What you should do
Show every line in the entries below that contains the string "bird".

Extracted records

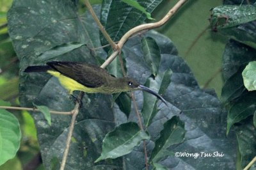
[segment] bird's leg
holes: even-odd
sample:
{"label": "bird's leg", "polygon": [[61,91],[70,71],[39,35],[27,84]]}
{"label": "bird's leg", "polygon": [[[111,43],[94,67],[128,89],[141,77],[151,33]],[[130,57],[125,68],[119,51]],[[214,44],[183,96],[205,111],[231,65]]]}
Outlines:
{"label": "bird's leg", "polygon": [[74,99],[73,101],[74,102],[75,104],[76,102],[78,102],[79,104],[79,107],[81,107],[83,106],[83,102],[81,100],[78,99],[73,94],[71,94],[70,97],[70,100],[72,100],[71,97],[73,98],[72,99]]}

Task answer
[segment] bird's leg
{"label": "bird's leg", "polygon": [[61,91],[70,71],[39,35],[27,84]]}
{"label": "bird's leg", "polygon": [[[111,43],[94,67],[128,89],[141,77],[151,33]],[[130,57],[125,68],[119,51]],[[214,44],[183,96],[205,111],[231,65]]]}
{"label": "bird's leg", "polygon": [[74,99],[73,101],[74,102],[75,104],[76,102],[78,102],[79,104],[79,107],[81,107],[83,106],[83,102],[81,100],[78,99],[73,94],[71,94],[70,97],[70,100],[72,100],[71,97],[73,98],[72,99]]}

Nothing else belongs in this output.